*What to produce*. In the passage on Tanca's argument, copy the text from "[t]he Committee intends" up to and including "under Title VII.", swapping "ADA" for "Americans with Disabilities Act".

*Selected text*.
%%
Tanca argues otherwise.   He maintains that reliance on the plain meaning of the statute would be inappropriate, because the “clear” legislative history demonstrates that Congress intended that other employment statutes modeled after Title VII adopt its new mixed motive analysis.6  See Greenwood Trust Co. v. Massachusetts, 971 F.2d 818, 825 (1st Cir.1992) (“[A] court must always hesitate to construe words in a statute according to their apparent meaning if to do so would defeat Congress's discovered intendment.”), cert. denied, 506 U.S. 1052, 113 S.Ct. 974, 122 L.Ed.2d 129 (1993).

First, he argues that, because we “must presume that Congress knows of prior judicial or executive branch interpretations of a statute when it ․ amends a statute,” Ramírez-Ferrer, 82 F.3d at 1137, we must presume that Congress knew of the judicial practice of borrowing the order and allocations of burdens of proof developed under Title VII and applying them to retaliation cases and other employment discrimination cases.   See, e.g., Griffiths, 988 F.2d at 468.   Therefore, the argument goes, Congress' failure to amend all other employment discrimination statutes at the same time that it amended section 2000e-2 can mean that Congress presumed that the courts would continue to borrow and apply Title VII concepts, including the newly minted mixed motive damages provision.   Indeed, there is some arguable support in the legislative history for his position.   The House Report from the Judiciary Committee states that

[t]he Committee intends that ․ other laws modeled after Title VII be interpreted consistently in a manner consistent with Title VII as amended by this Act. For example, disparate impact claims under the ADA should be treated in the same manner as under Title VII.

H.R.Rep. No. 40(II), 102d Cong., 1st Sess. 4 (1991), reprinted in 1991 U.S.C.C.A.N. 694, 697.

Assuming arguendo that Congress did intend the section 107 model to apply beyond Title VII, Tanca's argument still fails.   Simply put, Tanca is not arguing that we borrow a Title VII concept and use it to interpret another statute, such as the ADA. Rather, he wants us to read one Title VII provision into another.   He contends that Congress wanted us to do such borrowing, but it seems just as likely that because Congress knew of the judicial borrowing, in order to avoid such borrowing it specified which particular aspects of Title VII would be affected by referencing 107(a) in section 107(b).   Tanca cites no legislative history that suggests otherwise.
%%
*Excerpted records*.
%%
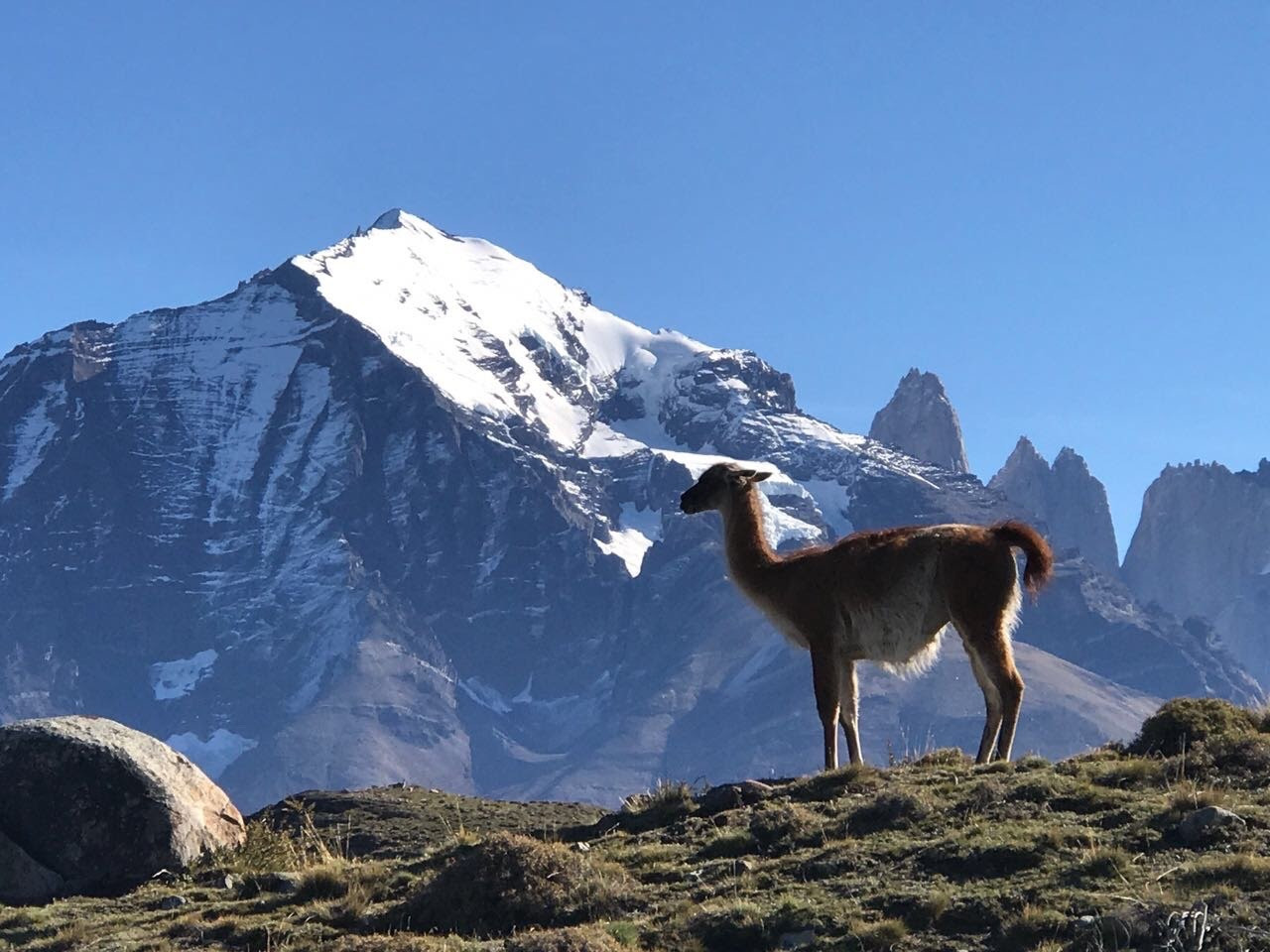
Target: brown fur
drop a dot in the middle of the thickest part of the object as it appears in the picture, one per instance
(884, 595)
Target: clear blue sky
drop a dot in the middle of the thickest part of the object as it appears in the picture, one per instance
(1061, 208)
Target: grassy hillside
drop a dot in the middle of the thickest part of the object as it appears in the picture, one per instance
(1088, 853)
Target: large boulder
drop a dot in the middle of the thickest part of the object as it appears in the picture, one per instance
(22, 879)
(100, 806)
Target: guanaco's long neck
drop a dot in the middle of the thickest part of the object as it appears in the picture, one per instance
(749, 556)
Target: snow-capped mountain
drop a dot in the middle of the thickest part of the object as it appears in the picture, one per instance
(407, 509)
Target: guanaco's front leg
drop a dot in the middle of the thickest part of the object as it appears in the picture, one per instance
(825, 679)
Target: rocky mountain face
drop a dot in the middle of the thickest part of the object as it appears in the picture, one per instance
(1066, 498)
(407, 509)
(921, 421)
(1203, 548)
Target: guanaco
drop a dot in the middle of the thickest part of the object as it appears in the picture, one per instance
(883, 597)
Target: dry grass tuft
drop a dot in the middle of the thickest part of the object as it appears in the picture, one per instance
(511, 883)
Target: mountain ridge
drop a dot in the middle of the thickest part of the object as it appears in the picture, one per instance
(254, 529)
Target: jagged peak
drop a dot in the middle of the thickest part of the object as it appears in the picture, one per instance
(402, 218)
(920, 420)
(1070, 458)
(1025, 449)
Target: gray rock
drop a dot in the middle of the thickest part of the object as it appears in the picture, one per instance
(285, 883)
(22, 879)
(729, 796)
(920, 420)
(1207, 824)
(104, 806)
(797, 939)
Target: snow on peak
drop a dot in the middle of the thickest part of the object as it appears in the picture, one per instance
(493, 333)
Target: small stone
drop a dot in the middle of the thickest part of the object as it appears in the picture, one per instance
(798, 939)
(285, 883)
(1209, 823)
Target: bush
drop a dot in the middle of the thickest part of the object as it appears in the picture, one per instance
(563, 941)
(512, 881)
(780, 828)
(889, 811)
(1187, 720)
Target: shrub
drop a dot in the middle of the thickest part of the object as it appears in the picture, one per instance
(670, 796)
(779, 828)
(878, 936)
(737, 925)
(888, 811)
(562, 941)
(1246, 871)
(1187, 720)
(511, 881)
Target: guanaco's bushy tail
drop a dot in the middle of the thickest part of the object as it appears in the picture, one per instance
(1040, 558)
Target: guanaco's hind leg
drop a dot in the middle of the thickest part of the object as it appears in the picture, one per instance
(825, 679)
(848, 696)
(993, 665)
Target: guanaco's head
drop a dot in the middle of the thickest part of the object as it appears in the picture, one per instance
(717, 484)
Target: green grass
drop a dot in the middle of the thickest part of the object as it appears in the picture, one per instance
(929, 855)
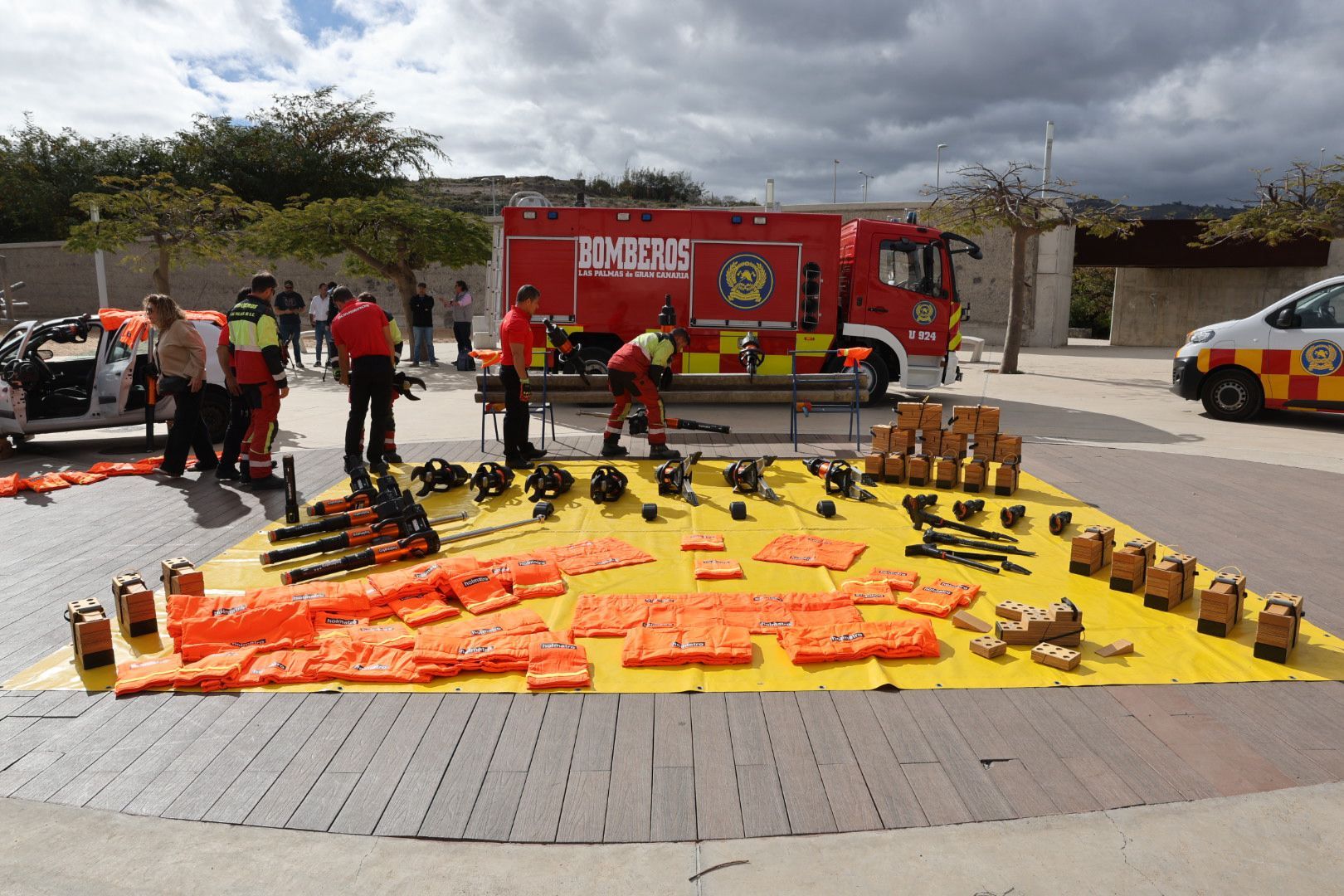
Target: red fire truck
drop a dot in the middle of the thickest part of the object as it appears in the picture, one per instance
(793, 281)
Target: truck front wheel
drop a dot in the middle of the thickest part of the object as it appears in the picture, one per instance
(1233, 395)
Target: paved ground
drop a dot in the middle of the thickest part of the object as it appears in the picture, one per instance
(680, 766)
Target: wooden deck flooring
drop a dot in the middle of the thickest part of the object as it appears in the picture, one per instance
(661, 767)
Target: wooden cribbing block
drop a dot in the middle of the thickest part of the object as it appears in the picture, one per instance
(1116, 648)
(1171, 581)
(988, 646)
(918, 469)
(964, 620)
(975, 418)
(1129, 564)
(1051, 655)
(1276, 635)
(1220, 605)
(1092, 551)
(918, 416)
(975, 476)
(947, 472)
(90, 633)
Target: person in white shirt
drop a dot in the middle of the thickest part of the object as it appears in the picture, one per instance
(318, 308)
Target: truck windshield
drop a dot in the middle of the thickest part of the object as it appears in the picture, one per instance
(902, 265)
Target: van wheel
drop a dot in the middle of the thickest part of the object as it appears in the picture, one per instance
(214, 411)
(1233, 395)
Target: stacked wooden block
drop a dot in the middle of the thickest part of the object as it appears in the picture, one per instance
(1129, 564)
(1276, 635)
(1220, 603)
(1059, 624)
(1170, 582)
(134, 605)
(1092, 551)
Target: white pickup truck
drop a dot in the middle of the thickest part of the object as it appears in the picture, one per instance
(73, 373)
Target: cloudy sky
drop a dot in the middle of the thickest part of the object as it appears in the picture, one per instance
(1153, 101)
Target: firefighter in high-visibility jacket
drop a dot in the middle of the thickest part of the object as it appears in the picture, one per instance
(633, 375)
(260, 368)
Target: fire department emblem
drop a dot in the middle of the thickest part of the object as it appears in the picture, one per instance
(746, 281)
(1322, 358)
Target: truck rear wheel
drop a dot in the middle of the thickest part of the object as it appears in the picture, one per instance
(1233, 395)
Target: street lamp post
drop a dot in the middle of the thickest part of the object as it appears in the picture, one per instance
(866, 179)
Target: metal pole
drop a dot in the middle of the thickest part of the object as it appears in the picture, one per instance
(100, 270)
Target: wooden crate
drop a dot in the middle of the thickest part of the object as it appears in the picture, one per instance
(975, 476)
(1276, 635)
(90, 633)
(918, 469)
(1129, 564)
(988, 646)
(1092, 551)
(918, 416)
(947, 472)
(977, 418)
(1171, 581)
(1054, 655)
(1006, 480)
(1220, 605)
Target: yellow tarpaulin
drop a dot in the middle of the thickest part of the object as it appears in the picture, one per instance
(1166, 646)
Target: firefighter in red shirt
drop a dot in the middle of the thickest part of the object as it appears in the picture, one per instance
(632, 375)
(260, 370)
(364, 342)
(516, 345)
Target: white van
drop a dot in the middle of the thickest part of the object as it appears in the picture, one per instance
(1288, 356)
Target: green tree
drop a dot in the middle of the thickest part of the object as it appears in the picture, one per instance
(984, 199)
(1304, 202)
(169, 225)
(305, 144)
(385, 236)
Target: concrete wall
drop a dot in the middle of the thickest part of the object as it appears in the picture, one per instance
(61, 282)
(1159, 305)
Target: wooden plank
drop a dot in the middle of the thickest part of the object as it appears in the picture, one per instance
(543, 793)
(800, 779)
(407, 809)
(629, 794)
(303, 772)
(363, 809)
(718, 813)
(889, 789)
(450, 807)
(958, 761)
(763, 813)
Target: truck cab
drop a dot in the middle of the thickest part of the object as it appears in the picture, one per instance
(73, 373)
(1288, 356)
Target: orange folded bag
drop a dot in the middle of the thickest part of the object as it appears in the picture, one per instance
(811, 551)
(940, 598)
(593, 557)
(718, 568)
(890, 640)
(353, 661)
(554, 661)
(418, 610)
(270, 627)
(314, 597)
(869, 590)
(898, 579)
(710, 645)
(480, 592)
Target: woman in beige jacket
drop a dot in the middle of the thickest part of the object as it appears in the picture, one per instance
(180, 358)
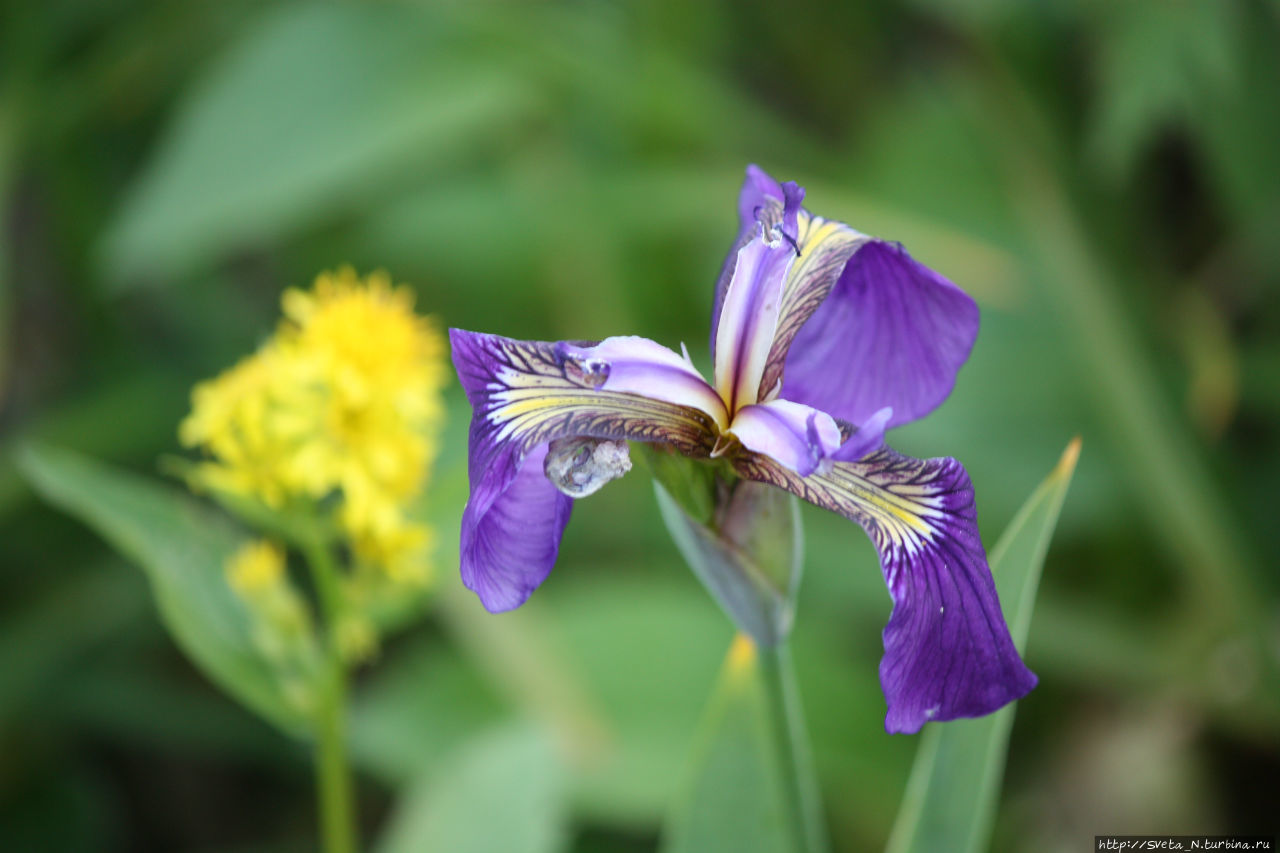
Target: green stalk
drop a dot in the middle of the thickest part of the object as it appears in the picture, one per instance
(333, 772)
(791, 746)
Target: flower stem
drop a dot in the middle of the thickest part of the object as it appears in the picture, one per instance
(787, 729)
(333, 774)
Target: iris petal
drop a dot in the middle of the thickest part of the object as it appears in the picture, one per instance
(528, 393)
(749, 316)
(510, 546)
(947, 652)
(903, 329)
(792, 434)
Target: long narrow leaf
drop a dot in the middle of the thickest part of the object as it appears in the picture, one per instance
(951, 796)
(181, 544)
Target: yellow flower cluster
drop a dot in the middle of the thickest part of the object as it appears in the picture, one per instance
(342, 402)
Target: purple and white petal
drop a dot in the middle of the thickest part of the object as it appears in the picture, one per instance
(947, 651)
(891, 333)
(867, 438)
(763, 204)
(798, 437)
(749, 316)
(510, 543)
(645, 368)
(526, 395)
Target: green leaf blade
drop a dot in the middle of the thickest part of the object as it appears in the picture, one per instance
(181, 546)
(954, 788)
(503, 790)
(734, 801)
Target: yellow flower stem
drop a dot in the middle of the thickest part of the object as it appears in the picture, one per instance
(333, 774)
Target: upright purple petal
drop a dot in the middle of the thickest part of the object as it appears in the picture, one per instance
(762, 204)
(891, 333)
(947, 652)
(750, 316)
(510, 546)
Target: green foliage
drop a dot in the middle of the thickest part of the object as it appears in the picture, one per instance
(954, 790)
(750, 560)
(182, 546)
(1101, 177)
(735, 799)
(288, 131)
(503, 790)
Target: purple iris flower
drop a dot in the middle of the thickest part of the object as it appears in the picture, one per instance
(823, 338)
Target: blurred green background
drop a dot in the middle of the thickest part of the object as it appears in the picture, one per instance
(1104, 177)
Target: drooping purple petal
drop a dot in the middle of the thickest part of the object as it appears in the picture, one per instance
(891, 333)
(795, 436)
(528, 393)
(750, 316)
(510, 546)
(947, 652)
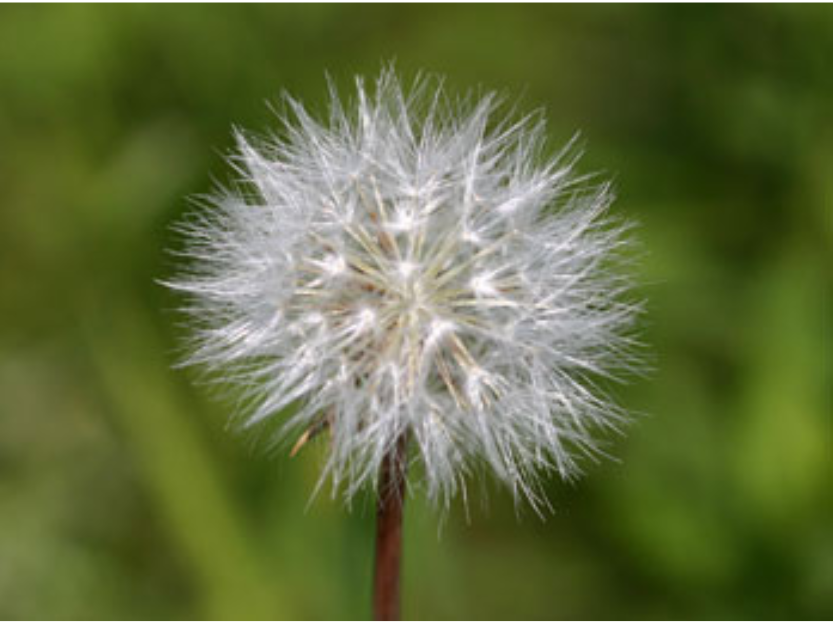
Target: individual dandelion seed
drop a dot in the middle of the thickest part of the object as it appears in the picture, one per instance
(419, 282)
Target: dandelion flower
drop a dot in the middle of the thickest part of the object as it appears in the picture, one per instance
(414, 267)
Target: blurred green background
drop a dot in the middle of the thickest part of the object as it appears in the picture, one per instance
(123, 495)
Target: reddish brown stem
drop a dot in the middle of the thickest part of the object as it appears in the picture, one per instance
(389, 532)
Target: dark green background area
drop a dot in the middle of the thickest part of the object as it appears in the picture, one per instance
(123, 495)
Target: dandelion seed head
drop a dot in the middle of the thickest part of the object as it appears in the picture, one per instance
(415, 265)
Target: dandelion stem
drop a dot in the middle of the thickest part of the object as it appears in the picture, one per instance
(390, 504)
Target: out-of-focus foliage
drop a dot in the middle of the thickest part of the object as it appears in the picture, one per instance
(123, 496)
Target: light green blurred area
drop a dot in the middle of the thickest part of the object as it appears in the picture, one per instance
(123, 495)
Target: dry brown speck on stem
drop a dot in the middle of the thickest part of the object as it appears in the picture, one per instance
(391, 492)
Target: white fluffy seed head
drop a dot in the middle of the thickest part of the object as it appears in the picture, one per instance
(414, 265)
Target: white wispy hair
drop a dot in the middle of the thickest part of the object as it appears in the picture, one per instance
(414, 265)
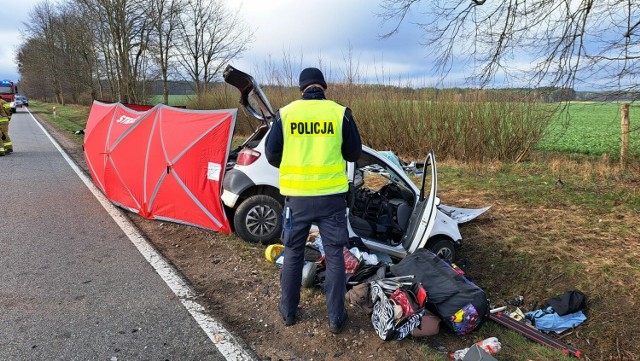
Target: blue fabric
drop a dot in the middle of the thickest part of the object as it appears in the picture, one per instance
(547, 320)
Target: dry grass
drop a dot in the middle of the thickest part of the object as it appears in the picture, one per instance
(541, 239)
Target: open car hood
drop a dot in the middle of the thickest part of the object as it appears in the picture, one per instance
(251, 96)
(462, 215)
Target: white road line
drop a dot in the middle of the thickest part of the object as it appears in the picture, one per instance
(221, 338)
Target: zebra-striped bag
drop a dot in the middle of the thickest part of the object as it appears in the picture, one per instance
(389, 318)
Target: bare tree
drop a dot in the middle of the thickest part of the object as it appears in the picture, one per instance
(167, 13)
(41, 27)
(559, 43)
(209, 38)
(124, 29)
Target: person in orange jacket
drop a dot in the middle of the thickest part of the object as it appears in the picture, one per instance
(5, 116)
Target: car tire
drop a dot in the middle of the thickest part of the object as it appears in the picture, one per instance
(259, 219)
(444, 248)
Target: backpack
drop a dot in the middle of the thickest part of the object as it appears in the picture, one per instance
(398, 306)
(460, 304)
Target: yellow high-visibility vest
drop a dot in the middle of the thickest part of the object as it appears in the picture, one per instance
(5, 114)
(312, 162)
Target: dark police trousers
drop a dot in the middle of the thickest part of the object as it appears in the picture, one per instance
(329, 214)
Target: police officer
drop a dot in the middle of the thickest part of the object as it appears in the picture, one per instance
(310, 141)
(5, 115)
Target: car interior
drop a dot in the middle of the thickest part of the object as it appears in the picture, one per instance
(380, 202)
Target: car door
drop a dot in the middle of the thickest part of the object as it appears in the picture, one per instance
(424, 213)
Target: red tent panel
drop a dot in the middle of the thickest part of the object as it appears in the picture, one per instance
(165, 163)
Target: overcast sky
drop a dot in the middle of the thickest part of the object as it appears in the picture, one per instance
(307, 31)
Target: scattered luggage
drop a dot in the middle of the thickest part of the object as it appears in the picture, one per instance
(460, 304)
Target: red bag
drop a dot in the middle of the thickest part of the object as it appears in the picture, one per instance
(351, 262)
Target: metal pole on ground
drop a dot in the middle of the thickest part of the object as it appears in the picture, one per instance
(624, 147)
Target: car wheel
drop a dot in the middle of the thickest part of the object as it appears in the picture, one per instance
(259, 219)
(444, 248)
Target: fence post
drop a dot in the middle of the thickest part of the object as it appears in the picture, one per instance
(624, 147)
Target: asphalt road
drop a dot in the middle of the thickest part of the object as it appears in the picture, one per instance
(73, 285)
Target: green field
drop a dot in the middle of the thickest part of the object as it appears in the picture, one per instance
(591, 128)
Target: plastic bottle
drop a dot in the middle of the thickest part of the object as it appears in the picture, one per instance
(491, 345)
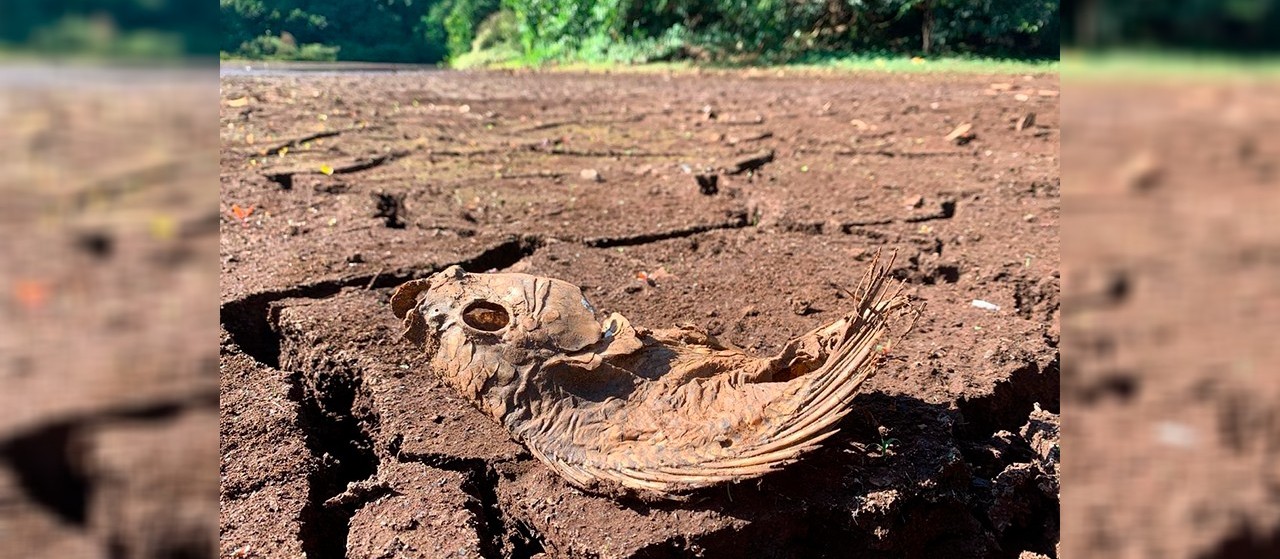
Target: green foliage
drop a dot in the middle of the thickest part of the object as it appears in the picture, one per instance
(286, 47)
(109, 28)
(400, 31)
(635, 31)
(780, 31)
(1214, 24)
%%
*Correct response*.
[t]he Committee intends that ․ other laws modeled after Title VII be interpreted consistently in a manner consistent with Title VII as amended by this Act. For example, disparate impact claims under the Americans with Disabilities Act should be treated in the same manner as under Title VII.